TAREA A:
Traduce al inglés esta oración del texto sobre Viña del Mar: "Que el miedo se come el alma es una verdad del porte del buque que, estirando la mirada, se puede ver más allá del rayado, flotando sobre el mar como flota uno sobre este mundo, de una manera que en un segundo nos parece firme y eterna y al otro se nos revela en su esencia precaria y fugitiva."
TAREA B:
Copia del texto sobre Viña del Mar el fragmento que va desde "El miedo se come el alma, dice" hasta "precaria y fugitiva.", con estas palabras incluidas.
TAREA C:
Prosigue el texto sobre el miedo en Viña del Mar a partir de su última oración.

TEXTO DE LECTURA:
El miedo se come el alma, dice un muro que bordea la línea del tren que une Viña del Mar con Valparaíso, sobre el puente Capuchinos, a pasos de donde, hace treinta y cinco años, en una noche de luna en cuarto creciente, ocurrió el último de los diez crímenes de los sicópatas viñamarinos, el asesinato a sangre fría de una pareja de jóvenes que de tan enamorados no le temían ni a la por entonces terrorífica noche de la ciudad jardín.
Que el miedo se come el alma es una verdad del porte del buque que, estirando la mirada, se puede ver más allá del rayado, flotando sobre el mar como flota uno sobre este mundo, de una manera que en un segundo nos parece firme y eterna y al otro se nos revela en su esencia precaria y fugitiva.

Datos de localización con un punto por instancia
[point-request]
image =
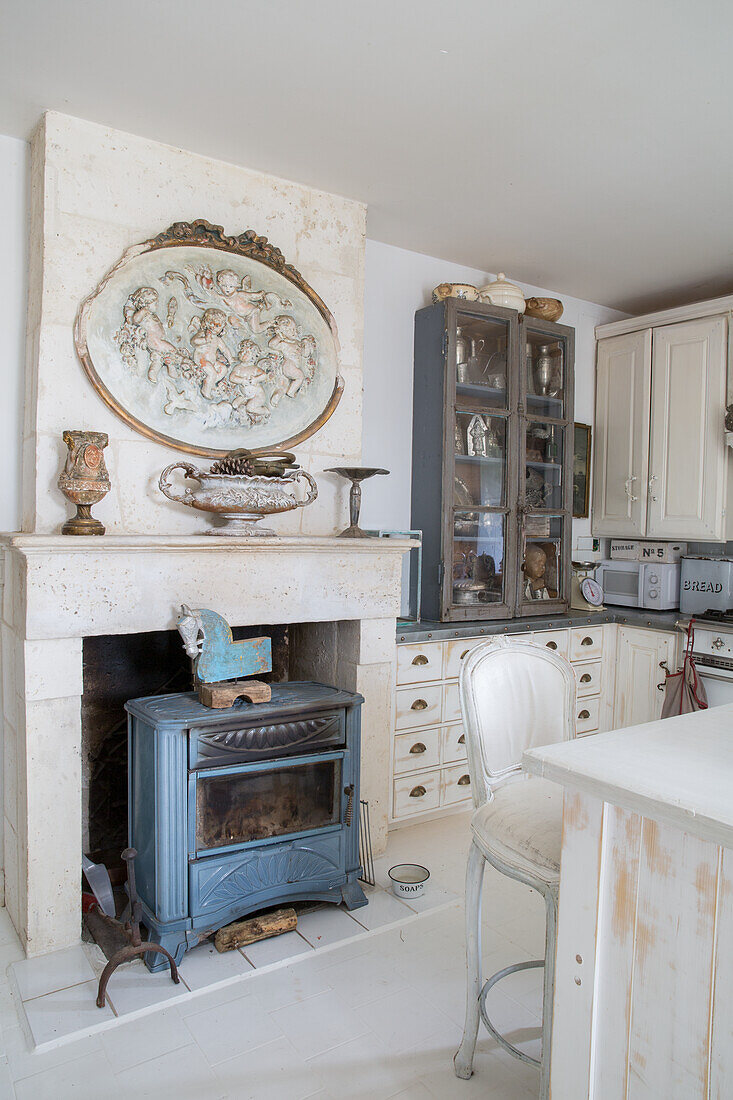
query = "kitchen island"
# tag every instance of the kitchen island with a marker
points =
(644, 979)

RESPUESTA A:
That fear eats away at the soul is a truth the size of the ship that, if you stretch your gaze, can be seen beyond the graffiti, floating on the sea the way one floats on this world, in a manner that one second seems firm and eternal to us and the next reveals itself to us in its precarious, fleeting essence.

RESPUESTA B:
El miedo se come el alma, dice un muro que bordea la línea del tren que une Viña del Mar con Valparaíso, sobre el puente Capuchinos, a pasos de donde, hace treinta y cinco años, en una noche de luna en cuarto creciente, ocurrió el último de los diez crímenes de los sicópatas viñamarinos, el asesinato a sangre fría de una pareja de jóvenes que de tan enamorados no le temían ni a la por entonces terrorífica noche de la ciudad jardín.
Que el miedo se come el alma es una verdad del porte del buque que, estirando la mirada, se puede ver más allá del rayado, flotando sobre el mar como flota uno sobre este mundo, de una manera que en un segundo nos parece firme y eterna y al otro se nos revela en su esencia precaria y fugitiva.

RESPUESTA C:
Y así como para mantenerse a flote el buque precisa calderas, la vida necesita calidez, y por eso el paso de estas aves de paso que somos consiste en la búsqueda a veces serena y a veces desesperada de todo aquello que aporte abrigo, temperatura, como el abrazo de dos en mitad de la noche junto al mar. Cuando no hay calor, no hay vida. El cuerpo al morir se enfría. El miedo es frío, el frío final es la muerte y la secuencia sólo es posible revertirla transitoriamente, pero como somos seres transitorios esa reversión es vital y nos la da ¿quién, qué? Los amigos, los afectos, las ideas y su disolución entre risas, el alcohol, los gestos de buena voluntad, quemar leña, un buen poema.
“La incertidumbre es el clima del alma”, escribió Nicolás Gómez Dávila con razón porque un alma llena de certezas es un alma no temerosa sino temeraria pero en lo estúpido, y por eso a su manera también se enfría, en su altanería deja de ver y en su dejar de ver se vuelve gélida y en definitiva ridícula, mientras un alma de incertidumbres y nervios es un alma que teme y tiembla pero que se enfrenta a ello, y en ese temblor y para ese enfrentamiento, que generan a la larga calor, se vale de los amigos, la risa, el alcohol, quemar leña, un buen poema. Por eso la duda es esencial, abre al mundo como la risa y el amor y esa apertura y sólo ella permitirá el ingreso de nuevos calores, que a veces serán ardores y otras, aun, fervores, de la mano de los cuales todo miedo terminará por quedar atrás.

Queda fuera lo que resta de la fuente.